__Dataset rows__

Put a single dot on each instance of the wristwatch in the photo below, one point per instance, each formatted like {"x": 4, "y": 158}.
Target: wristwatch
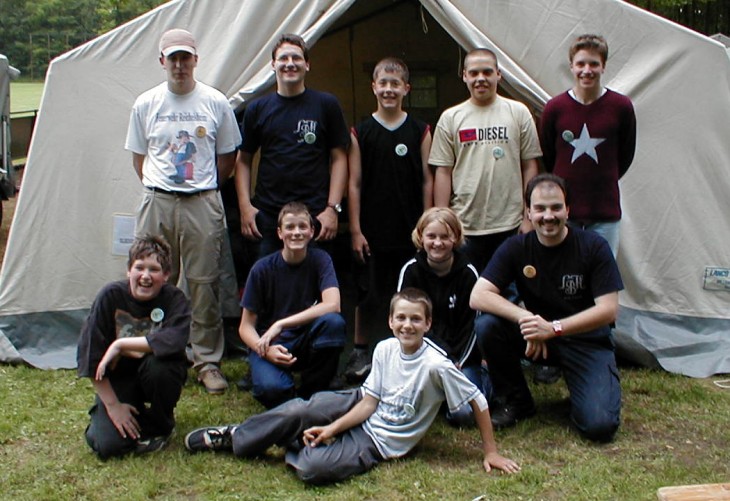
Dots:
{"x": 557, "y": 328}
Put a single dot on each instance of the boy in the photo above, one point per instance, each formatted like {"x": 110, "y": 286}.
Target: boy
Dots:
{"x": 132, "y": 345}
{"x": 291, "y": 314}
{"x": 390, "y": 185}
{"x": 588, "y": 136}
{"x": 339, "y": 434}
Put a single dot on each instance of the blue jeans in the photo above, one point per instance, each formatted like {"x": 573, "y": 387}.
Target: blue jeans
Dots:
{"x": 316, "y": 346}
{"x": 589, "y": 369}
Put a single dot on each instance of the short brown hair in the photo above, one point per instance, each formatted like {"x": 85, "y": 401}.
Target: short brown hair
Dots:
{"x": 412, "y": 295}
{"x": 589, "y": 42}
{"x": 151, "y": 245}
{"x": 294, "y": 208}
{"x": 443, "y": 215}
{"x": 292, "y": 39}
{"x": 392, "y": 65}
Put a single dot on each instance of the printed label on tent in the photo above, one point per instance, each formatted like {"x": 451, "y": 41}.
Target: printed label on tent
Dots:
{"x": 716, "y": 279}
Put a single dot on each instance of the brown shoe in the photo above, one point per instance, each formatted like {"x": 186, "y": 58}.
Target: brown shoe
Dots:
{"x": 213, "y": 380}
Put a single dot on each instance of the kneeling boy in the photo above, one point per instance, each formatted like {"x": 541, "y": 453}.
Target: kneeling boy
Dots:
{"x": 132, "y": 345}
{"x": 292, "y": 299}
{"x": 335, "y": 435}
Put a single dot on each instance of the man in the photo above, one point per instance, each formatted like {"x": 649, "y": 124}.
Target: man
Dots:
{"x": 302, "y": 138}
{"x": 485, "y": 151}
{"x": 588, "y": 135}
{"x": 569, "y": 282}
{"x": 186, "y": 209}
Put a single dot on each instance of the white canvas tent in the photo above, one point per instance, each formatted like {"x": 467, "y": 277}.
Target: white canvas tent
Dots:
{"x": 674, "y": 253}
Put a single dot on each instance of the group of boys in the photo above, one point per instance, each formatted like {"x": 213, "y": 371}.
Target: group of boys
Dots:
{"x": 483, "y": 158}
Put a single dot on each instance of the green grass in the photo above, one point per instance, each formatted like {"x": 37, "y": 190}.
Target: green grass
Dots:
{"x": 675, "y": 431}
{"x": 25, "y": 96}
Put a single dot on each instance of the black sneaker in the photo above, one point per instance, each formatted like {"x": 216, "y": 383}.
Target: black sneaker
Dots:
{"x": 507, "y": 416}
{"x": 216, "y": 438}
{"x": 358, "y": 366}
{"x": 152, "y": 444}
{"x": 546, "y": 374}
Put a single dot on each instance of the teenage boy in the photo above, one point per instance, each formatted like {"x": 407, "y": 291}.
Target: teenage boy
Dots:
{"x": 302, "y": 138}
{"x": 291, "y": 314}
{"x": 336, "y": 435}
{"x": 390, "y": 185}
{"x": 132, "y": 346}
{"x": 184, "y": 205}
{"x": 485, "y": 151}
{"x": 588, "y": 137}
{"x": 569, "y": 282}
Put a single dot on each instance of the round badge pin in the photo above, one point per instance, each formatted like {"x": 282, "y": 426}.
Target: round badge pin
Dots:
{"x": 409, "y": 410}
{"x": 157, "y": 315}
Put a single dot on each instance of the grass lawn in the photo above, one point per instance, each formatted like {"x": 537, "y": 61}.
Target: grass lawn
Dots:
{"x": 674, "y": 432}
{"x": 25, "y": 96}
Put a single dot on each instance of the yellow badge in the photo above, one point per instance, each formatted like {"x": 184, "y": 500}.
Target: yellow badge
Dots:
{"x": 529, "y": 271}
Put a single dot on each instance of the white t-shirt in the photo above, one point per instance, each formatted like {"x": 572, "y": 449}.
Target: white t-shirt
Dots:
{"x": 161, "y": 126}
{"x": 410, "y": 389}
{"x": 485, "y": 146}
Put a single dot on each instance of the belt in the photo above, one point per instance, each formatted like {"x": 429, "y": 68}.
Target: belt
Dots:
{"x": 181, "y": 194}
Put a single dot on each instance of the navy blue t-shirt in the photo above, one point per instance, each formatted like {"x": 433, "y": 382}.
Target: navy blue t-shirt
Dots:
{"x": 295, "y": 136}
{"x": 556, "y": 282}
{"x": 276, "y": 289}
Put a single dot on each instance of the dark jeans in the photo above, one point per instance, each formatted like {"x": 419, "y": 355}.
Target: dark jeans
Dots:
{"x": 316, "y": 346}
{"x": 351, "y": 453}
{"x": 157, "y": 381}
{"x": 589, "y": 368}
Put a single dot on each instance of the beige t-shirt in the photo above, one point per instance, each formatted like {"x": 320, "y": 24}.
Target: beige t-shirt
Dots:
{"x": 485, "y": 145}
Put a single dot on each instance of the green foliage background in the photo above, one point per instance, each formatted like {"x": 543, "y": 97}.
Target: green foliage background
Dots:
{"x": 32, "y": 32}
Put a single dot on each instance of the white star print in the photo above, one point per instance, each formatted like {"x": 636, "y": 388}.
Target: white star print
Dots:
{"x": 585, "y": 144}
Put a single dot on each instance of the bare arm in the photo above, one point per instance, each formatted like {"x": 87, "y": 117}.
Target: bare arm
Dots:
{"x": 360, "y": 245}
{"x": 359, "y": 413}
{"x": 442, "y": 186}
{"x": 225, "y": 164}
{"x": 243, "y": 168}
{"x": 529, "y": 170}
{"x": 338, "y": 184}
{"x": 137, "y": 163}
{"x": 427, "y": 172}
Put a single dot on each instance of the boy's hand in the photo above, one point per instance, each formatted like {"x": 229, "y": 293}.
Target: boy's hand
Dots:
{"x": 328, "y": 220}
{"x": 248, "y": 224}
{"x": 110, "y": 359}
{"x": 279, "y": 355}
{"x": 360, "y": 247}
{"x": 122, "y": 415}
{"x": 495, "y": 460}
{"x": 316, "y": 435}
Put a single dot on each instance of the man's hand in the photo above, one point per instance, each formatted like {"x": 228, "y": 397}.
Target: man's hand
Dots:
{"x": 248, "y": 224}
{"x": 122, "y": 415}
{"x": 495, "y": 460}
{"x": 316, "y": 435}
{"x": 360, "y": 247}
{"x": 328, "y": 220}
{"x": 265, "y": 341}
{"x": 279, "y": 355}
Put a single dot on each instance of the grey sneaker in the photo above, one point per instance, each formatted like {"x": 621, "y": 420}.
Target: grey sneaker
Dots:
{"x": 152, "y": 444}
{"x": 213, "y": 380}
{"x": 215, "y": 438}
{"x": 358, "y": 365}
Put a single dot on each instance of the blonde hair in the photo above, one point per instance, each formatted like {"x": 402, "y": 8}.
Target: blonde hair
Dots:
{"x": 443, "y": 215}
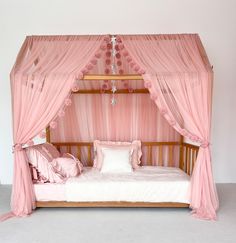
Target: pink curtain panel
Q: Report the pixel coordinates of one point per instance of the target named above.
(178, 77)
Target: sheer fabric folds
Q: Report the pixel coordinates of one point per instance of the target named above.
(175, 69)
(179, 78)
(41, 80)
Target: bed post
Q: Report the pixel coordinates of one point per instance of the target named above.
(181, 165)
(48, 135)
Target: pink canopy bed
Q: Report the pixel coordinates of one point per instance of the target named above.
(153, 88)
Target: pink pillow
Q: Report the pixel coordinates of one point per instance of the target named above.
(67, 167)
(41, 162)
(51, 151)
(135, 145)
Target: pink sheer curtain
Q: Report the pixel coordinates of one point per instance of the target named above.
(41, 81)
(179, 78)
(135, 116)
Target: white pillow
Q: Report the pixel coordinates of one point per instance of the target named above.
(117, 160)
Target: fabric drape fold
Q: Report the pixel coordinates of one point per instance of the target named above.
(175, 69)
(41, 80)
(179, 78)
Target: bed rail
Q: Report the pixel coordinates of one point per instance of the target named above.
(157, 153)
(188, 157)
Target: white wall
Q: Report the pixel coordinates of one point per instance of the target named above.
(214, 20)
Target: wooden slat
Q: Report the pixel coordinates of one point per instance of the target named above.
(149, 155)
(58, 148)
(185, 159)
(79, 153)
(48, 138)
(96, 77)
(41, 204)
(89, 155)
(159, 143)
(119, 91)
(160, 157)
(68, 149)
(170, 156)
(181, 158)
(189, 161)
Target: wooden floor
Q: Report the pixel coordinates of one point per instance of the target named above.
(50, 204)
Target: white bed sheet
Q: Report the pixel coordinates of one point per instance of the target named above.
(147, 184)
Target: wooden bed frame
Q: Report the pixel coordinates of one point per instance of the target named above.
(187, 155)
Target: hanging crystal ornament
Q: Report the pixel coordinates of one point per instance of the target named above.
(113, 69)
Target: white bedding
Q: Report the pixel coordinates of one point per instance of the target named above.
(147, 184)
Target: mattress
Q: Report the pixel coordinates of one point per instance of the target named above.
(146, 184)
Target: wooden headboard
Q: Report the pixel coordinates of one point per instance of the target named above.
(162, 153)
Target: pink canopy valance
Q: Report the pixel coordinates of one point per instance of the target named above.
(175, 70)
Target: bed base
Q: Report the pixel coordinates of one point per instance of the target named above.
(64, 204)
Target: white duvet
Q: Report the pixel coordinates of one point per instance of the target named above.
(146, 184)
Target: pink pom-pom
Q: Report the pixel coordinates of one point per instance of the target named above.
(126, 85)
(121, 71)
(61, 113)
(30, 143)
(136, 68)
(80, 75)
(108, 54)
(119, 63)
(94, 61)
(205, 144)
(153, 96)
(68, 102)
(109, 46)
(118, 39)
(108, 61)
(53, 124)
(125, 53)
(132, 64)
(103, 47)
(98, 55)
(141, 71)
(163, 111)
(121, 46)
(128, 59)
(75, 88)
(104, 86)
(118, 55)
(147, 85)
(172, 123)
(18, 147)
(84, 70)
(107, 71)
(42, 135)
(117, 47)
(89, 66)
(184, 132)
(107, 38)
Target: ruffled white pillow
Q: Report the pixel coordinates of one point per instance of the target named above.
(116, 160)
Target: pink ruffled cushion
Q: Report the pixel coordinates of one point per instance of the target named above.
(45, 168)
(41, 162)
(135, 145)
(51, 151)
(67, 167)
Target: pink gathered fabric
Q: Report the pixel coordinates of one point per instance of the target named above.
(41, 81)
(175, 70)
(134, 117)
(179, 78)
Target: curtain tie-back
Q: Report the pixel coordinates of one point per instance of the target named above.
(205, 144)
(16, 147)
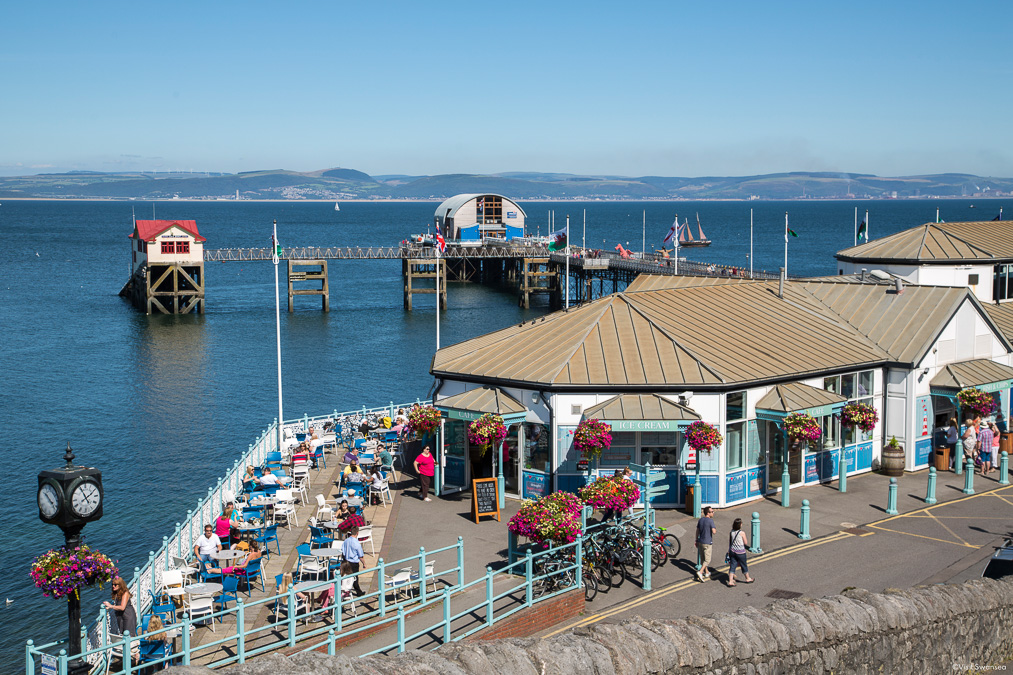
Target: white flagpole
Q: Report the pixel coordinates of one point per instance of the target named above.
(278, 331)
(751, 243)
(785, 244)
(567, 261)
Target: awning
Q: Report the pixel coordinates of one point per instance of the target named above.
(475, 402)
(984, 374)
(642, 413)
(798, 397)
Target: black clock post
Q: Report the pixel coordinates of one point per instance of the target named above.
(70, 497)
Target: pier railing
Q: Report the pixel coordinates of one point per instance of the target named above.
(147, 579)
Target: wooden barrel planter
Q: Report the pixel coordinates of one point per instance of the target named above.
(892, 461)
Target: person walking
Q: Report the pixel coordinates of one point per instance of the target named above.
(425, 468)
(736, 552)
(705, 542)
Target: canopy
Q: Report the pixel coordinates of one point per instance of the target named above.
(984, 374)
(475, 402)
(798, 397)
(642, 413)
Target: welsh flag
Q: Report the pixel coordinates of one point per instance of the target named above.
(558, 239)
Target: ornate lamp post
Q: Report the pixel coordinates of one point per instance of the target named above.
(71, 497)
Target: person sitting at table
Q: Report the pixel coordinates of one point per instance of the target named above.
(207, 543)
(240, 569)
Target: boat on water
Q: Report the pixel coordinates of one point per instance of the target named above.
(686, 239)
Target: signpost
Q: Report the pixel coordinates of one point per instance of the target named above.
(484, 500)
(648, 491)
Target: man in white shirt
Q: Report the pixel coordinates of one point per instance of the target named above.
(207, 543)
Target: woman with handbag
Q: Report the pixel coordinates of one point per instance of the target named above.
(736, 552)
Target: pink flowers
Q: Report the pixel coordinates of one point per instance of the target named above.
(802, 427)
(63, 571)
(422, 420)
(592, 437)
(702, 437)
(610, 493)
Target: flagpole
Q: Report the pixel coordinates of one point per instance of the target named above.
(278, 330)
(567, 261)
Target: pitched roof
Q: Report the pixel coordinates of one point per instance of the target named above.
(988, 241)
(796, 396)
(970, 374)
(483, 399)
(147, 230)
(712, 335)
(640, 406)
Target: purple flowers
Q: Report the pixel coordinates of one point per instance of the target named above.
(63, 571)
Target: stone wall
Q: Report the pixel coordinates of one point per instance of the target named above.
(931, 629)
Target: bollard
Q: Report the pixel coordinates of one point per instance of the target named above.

__Given task__
Please copy the entries from the line containing "Target: woman with handbag" through the end of the entries, substituting "gabled roof" for "pitched roof" and keeping everything else the same.

__The response__
Target: woman with handbag
Q: Report the pixel coordinates of one point per instance of the target named above.
(736, 552)
Target: pink flowers
Q: Report the pixel coordinates of one point per instance of the target named above.
(802, 427)
(63, 571)
(422, 420)
(592, 437)
(702, 437)
(610, 493)
Target: flagpole
Q: Report the pixel coordinates of one point per instance of the target named above.
(278, 330)
(567, 261)
Target: gabled roof
Q: Report the pixel coordinates of one point per instance of the target named above.
(988, 241)
(796, 396)
(970, 374)
(483, 399)
(147, 230)
(712, 335)
(640, 406)
Target: purple flowers
Q: Report the pixel coordinates of one point per instance of the target named above.
(63, 571)
Target: stone wall
Q: Report the pixel coordinates of one point per instance of the target named above.
(931, 629)
Target: bollard
Q: Report the pixel coordinates of one point per instance of the target named above.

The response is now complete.